В первые месяцы войны Лавренев не был с флотом. И как же остро переживал он потом эту временную свою отлучку, как остро понимал, насколько противоестественна она была для него, особенно для него! Не вернись он на флот весною сорок второго, думаю, это могло бы обернуться трагически для внука Ксаверия Цехановича, для поручика царской армии, для командира красного бронепоезда, но главное, для художника, чья судьба, личная, литературная, переплелась с судьбами Гулявиных, Годунов и Белышевых — людей в полосатых тельняшках.
Но он вернулся. На его кителе посверкивали знаки различия, и это мгновенно придало ему потерянную было свежесть — физическую, душевную.
━━━━━━━━━━
» ПОСТАВЛЕННАЯ ЗАДАЧА A:
Ответьте на вопросы по отрывку о Лавреневе:
(i) Когда Лавренев вернулся на флот?
(ii) Чьим внуком он назван?
(iii) Что посверкивало на его кителе?
» ПОСТАВЛЕННАЯ ЗАДАЧА B:
Замените «Лавренев» на «писатель» в части отрывка о Лавреневе, которая открывается словами «В первые месяцы» и завершается словами «свежесть — физическую, душевную.», и приведите эту часть целиком.
» ПОСТАВЛЕННАЯ ЗАДАЧА C:
Допишите отрывок о Лавреневе, начав сразу после его последнего предложения.
Данные в этих заданиях не используются.

(Данные с указанием на именованные объекты)
━━━━━━━━━━
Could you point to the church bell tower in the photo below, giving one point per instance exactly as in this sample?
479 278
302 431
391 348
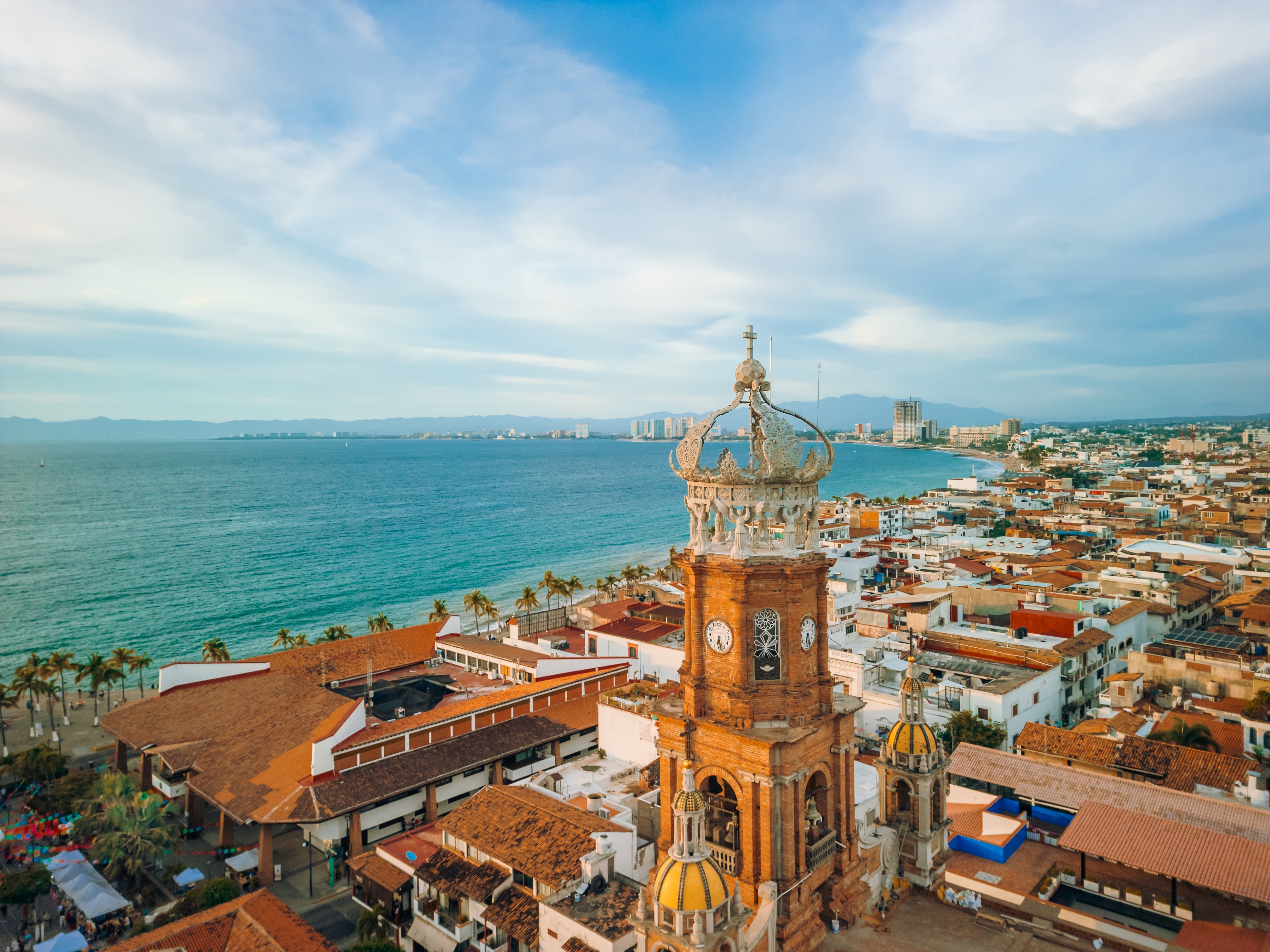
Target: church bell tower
769 740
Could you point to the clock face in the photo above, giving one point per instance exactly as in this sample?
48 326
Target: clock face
719 637
808 634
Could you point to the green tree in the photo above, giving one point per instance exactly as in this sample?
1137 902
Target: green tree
966 728
475 604
375 945
529 601
60 663
1258 707
20 889
94 672
140 829
215 650
1178 733
7 700
40 765
120 659
138 664
549 582
219 890
31 683
371 925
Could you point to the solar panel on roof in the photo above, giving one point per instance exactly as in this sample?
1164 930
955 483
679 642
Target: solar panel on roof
1207 639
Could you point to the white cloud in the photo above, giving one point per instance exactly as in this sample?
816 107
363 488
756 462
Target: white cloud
976 68
911 331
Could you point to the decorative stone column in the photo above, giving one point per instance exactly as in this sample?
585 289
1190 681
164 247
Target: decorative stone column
226 830
355 833
266 852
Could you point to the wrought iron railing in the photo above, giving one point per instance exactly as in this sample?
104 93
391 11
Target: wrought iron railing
822 851
728 860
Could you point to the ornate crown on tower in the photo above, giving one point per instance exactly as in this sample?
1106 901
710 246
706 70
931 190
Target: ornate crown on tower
771 503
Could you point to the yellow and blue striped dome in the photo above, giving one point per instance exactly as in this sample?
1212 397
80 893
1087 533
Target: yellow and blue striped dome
689 802
908 738
690 887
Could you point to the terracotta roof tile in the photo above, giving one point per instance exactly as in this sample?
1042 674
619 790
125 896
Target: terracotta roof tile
375 867
402 774
336 660
1056 742
257 735
533 832
258 922
516 915
1216 861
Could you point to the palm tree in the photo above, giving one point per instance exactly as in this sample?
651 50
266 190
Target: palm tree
139 663
549 584
370 923
94 671
529 601
120 659
1185 735
60 663
110 789
7 700
112 676
475 604
30 683
215 650
143 829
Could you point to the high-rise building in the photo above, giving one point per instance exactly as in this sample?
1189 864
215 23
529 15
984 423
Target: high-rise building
907 422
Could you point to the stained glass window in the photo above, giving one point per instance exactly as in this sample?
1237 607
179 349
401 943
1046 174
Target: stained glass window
768 645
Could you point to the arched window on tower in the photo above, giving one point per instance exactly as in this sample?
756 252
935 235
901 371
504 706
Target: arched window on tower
768 645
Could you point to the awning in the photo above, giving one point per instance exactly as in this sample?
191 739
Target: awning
65 942
428 936
243 862
187 878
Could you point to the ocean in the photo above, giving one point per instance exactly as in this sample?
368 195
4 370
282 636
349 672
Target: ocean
163 545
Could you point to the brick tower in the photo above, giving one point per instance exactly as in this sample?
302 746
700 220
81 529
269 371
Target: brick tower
771 749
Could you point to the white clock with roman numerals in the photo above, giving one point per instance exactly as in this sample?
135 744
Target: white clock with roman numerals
808 634
719 637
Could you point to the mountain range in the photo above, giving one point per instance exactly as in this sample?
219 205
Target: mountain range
835 413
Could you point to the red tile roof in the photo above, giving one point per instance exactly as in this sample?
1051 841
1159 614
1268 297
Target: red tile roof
258 922
1216 861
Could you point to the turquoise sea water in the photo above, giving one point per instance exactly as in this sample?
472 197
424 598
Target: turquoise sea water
161 546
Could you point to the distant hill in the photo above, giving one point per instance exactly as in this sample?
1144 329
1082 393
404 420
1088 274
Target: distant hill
835 413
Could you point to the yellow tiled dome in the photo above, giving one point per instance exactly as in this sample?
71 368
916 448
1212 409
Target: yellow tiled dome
908 738
689 802
690 887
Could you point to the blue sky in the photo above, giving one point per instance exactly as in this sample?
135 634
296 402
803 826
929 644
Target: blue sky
220 211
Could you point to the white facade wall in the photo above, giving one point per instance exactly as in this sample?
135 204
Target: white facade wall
628 735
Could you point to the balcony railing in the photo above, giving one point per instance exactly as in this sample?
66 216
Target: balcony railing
728 860
822 851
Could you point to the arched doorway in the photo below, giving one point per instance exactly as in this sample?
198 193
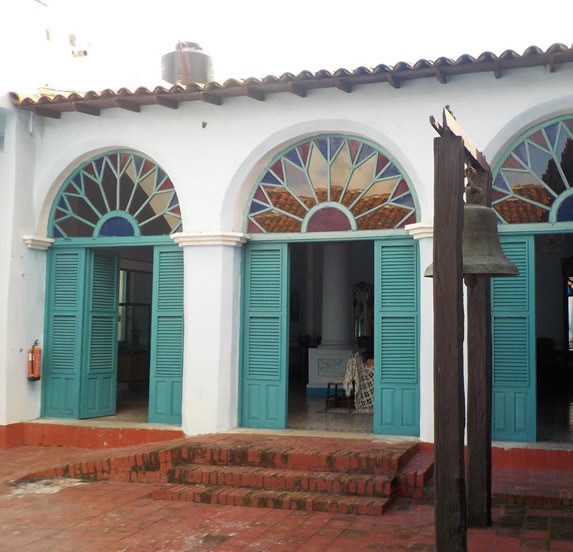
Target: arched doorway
114 309
532 352
326 214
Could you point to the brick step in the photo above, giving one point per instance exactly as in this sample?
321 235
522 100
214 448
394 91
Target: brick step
346 484
309 502
414 477
382 460
533 487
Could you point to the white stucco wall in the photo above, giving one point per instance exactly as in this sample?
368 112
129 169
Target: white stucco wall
214 155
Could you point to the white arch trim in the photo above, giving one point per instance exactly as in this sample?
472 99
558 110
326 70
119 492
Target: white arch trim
61 176
514 128
235 201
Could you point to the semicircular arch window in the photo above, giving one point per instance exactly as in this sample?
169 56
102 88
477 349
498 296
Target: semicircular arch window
534 174
118 182
331 183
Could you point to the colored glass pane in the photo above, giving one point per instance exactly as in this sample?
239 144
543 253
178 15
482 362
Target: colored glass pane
318 174
543 158
277 169
117 181
565 212
116 226
328 219
388 216
356 175
551 133
381 163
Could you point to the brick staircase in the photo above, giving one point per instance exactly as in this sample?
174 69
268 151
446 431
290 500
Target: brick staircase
311 474
328 474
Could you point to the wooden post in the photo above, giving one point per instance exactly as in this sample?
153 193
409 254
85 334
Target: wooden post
479 379
449 407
━━━━━━━━━━
» РЕЗУЛЬТАТ A:
(i) Весною сорок второго.
(ii) Ксаверия Цехановича.
(iii) Знаки различия.

» РЕЗУЛЬТАТ B:
В первые месяцы войны писатель не был с флотом. И как же остро переживал он потом эту временную свою отлучку, как остро понимал, насколько противоестественна она была для него, особенно для него! Не вернись он на флот весною сорок второго, думаю, это могло бы обернуться трагически для внука Ксаверия Цехановича, для поручика царской армии, для командира красного бронепоезда, но главное, для художника, чья судьба, личная, литературная, переплелась с судьбами Гулявиных, Годунов и Белышевых — людей в полосатых тельняшках.
Но он вернулся. На его кителе посверкивали знаки различия, и это мгновенно придало ему потерянную было свежесть — физическую, душевную.

» РЕЗУЛЬТАТ C:
Генерал Мусьяков, редактор центральной газеты военных моряков «Красный флот», в годы войны рассказывал мне, с какой тревогой подписывал он Лавреневу первую командировку на действующий флот.
Павел Ильич Мусьяков, начальствовавший над нами, офицерами-литераторами, человек милый, мягкий, доброжелательный, рыболов в такой степени страстный, что если тебя ожидал неминуемый нагоняй, или по-флотски «фитиль», то от него возможно было, тоже выражаясь по-флотски, «отвернуть», лишь умело маневрируя в русле разговоров о преимуществах озерного рыболовства перед речным. Это была генеральская ахиллесова пята, и генерал знал это и все-таки доверчиво шел на крючок. Начни разговор о ловле сетью или на мотыля — и гроза пройдет мимо тебя, только знай предмет!
Сам Мусьяков дослужился до генерала, начав черноморским матросом.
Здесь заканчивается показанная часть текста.